**Aim**
Copy the material from the line containing "Q: Can you provide the bounding box of the rear wheel" through the end of the material, requests included, and add 95 to every bounding-box coordinate in the answers.

**Data shown**
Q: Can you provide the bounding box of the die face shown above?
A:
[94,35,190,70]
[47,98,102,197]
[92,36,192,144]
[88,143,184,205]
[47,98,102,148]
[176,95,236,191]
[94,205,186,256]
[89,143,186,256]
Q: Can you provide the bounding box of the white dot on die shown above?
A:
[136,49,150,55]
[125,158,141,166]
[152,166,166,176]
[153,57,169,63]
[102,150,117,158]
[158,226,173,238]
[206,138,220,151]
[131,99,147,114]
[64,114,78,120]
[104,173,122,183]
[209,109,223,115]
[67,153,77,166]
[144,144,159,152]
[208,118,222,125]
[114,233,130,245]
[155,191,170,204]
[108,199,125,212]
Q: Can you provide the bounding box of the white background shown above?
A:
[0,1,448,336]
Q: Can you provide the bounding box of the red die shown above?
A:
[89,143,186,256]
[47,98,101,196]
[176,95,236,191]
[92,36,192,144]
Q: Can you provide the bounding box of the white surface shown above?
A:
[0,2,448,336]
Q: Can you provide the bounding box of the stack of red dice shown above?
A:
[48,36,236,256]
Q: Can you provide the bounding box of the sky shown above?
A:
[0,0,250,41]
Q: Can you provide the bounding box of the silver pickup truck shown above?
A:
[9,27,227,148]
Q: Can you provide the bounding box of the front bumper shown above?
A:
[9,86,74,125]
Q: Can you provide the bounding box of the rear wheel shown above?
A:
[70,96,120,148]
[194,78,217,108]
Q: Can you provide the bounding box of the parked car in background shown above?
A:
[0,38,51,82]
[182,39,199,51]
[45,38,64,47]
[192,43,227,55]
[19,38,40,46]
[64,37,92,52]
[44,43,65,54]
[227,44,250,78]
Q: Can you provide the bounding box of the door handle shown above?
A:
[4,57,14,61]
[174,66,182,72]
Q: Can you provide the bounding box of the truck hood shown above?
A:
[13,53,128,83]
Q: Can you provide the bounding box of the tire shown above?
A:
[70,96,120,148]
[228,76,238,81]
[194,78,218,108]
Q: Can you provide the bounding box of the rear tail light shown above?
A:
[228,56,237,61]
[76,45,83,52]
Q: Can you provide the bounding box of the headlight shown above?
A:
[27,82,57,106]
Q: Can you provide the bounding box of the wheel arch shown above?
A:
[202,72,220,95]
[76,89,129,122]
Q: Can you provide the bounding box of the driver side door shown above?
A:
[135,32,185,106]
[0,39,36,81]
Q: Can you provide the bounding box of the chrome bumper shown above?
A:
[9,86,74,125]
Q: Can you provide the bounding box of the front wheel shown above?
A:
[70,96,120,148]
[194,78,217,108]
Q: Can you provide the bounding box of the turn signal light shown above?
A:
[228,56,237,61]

**Written solution**
Q: Can you provide the bounding box of the rear wheel shown above?
A:
[165,191,215,243]
[289,173,312,203]
Q: Can you provide the bounding box of the parked car in background shown above?
A:
[95,133,146,177]
[277,134,294,146]
[140,133,159,142]
[287,138,322,150]
[114,133,135,141]
[159,132,187,147]
[139,138,160,149]
[322,139,345,173]
Q: Can you provide the bounding box of the door handle shown above?
A:
[99,152,109,156]
[269,161,277,167]
Q: Can you provide the bounding box of the truck hood shown above?
A:
[108,148,223,178]
Q: Can you provide the bounding box of the tire shown above?
A:
[165,191,215,243]
[323,171,333,176]
[289,173,313,203]
Q: Can you provide the bounding box of the rear tail light shown above?
A:
[323,151,332,156]
[171,140,178,147]
Q: Can you provide the bounding box of the headlight shown above?
A:
[122,177,152,201]
Q: Can you provide the bounding box of the wheel arch shown above?
A:
[297,167,315,190]
[171,184,224,217]
Q: Can you provide the bounding box of the driver side door shown above?
A:
[230,127,280,201]
[95,134,131,176]
Q: Can you provide the bounding box of the chrome bumper shown above?
A:
[104,181,169,220]
Q: Can you provide the bounding box of the front wheel shown above?
A:
[165,191,215,243]
[289,173,312,203]
Q: Can you provide the bounding box of the turn signal light shown above?
A:
[323,151,332,156]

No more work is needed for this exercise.